(Image-grounded pointing data)
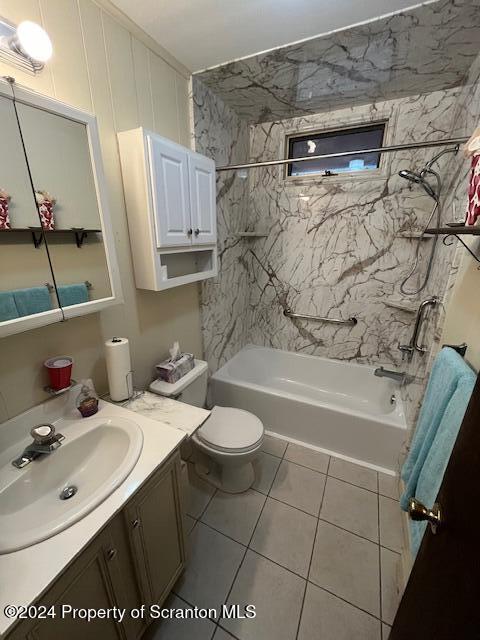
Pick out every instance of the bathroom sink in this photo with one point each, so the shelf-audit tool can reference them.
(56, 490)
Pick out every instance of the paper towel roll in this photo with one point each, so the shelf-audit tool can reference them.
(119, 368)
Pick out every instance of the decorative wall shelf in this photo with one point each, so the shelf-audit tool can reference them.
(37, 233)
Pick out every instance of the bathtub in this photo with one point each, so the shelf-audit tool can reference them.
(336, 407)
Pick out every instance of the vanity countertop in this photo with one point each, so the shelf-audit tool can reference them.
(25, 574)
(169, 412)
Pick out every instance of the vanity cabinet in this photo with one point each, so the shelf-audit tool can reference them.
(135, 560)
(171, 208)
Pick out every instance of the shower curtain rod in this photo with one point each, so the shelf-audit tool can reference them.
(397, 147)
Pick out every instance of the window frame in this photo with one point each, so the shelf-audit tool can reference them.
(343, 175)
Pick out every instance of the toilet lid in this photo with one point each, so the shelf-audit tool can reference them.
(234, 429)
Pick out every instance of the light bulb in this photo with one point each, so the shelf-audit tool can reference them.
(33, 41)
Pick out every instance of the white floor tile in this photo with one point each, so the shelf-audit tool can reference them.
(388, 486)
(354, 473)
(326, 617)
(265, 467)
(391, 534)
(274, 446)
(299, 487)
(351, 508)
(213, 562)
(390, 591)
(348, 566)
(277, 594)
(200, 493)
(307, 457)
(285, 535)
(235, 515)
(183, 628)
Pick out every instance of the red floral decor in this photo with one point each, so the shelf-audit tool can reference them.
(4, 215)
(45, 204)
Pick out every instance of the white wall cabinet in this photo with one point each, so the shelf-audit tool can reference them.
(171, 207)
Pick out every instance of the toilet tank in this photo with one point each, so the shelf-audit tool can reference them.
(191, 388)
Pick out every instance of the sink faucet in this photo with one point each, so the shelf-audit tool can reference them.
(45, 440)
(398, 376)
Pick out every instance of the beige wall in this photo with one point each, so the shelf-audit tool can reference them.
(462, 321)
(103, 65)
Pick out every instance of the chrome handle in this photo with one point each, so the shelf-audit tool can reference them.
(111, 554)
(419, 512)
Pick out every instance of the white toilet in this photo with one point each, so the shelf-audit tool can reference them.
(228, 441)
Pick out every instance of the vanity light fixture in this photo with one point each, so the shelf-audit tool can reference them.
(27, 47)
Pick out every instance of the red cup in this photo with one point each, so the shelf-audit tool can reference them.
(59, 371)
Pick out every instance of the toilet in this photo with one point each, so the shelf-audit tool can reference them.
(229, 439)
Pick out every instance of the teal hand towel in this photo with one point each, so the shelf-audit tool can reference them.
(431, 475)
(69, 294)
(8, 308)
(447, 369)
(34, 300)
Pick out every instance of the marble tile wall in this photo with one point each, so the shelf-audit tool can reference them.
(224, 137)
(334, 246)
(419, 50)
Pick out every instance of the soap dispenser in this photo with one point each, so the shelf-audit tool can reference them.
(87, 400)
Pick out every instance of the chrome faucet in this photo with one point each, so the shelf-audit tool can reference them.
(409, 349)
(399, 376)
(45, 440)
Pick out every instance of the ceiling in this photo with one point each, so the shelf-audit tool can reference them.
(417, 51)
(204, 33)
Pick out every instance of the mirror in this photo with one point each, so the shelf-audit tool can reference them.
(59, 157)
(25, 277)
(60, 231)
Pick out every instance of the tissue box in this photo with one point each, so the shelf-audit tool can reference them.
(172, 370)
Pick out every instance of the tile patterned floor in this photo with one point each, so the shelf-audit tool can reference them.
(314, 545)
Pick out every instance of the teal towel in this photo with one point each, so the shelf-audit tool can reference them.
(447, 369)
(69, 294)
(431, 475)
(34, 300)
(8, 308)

● Required action
Nothing but the records above, retyped exactly and stripped of images, should appear in the answer.

● Solution
Pick out every instance of the bathroom sink in this photo with one point each, so the shelf-audit tool can reference them.
(56, 490)
Pick out every instance of the paper towel roll in this photo with one point each, so the shelf-audit tool can reference them.
(119, 368)
Pick out every instance of the decorative wall shelf in this photo with one point each, so the shelf-audit tool can reference them.
(37, 233)
Pick out every instance of the bathtub in this photo with one point each, so the shelf-audit tool can reference them.
(336, 407)
Pick out every instance of the vanity countertop in this photo with one point each, so the shelf-audit tool can reference them.
(25, 574)
(169, 412)
Pick out every instance of the vanity cabinet in this photo with one point each, so the shelf-audit tool can reference them.
(135, 560)
(171, 208)
Pick out every instance of the shower curtain rod in this photo with one point each, so the shelf-audit tool can reference them.
(397, 147)
Pick out every instance of the window frame in this photo with one point each, so the shelf-audit tool can reference them.
(343, 175)
Pick out every instance of the toilet lid in this photo with one point each, so the shelf-audit tool can reference them.
(234, 429)
Pick out every instance of the light bulb in this photo with one point each, so the shelf-audit tool can reference them.
(33, 41)
Pick out every instance of the white floor tile in this photo with one point each, so the shelf-audit tool can reference them.
(388, 486)
(354, 473)
(326, 617)
(265, 467)
(391, 534)
(274, 446)
(299, 487)
(351, 508)
(213, 562)
(390, 591)
(348, 566)
(277, 594)
(200, 493)
(307, 457)
(285, 535)
(235, 515)
(183, 628)
Pick out every instance of the red floral decor in this photo with one point each, so the shelf-audit tool can reference them.
(4, 215)
(45, 204)
Pick out every instance of the white wall cabinet in this photo with one point each, so the shelf-audit tool can reference them.
(171, 207)
Pick out every instance of the toilet tank in this photo with one point each, so the shelf-audit tool can reference them.
(191, 388)
Pick out every instance of the sink faucet in this photo with one point each, so the shelf-audit tool can reference them.
(45, 440)
(398, 376)
Pick out every instance of the beige wall in this photo with one point each, so the shelf-audit tool can reference them.
(462, 321)
(103, 65)
Pick out every instance of the chrome handle in this photo with one point each, so the shelf-audit tool can reference them.
(111, 554)
(419, 512)
Pick out every instance of the white toilet in this photo with one point each, so the shelf-audit tool can reference them.
(228, 441)
Pick out every instance of the vanity light fixture in this photo with one point each, so the shelf-audit tool can reference them.
(27, 47)
Pick out every instance of the red cup in this photo with one point each, so the shelf-audit tool can reference them.
(59, 371)
Pick out every instance of the toilet in this photo with one point each, so the shelf-audit tool can reference them.
(229, 439)
Pick out every instance of the teal hand towel in this photo with one point each, so the shelf-audit tool can reference them.
(431, 475)
(69, 294)
(8, 308)
(447, 369)
(34, 300)
Pick out every instance of the marble tile wall in this photo with one point each, so the shelf-audit tool can reference them.
(224, 137)
(334, 246)
(419, 50)
Pick out every instance of the soap dispenser in this photo with one point each, so the shelf-audit tool can reference them.
(87, 400)
Pick out every instance of the chrome faucet in this photo with one point each, so the shelf-audit tool can reference them.
(409, 349)
(399, 376)
(45, 440)
Pick out every instance of the ceiling in this photo with one point each, so the shelf-audit tool can reference them.
(417, 51)
(204, 33)
Pick out every instance of the mirror in this photo with one point each, so the shelf-audit tool can reference them.
(59, 157)
(25, 277)
(60, 231)
Pick out every instance of the tissue box in this photo with one point each, so the shelf-audit tool can reference them.
(172, 370)
Pick out every instance of the tile patterned floor in this photo with one point each, so the shelf-audit tool can reference them.
(314, 545)
Pick out every instance of the teal towel in this photo with one point each, so the shelf-audit tool can reference them.
(447, 369)
(69, 294)
(431, 475)
(34, 300)
(8, 308)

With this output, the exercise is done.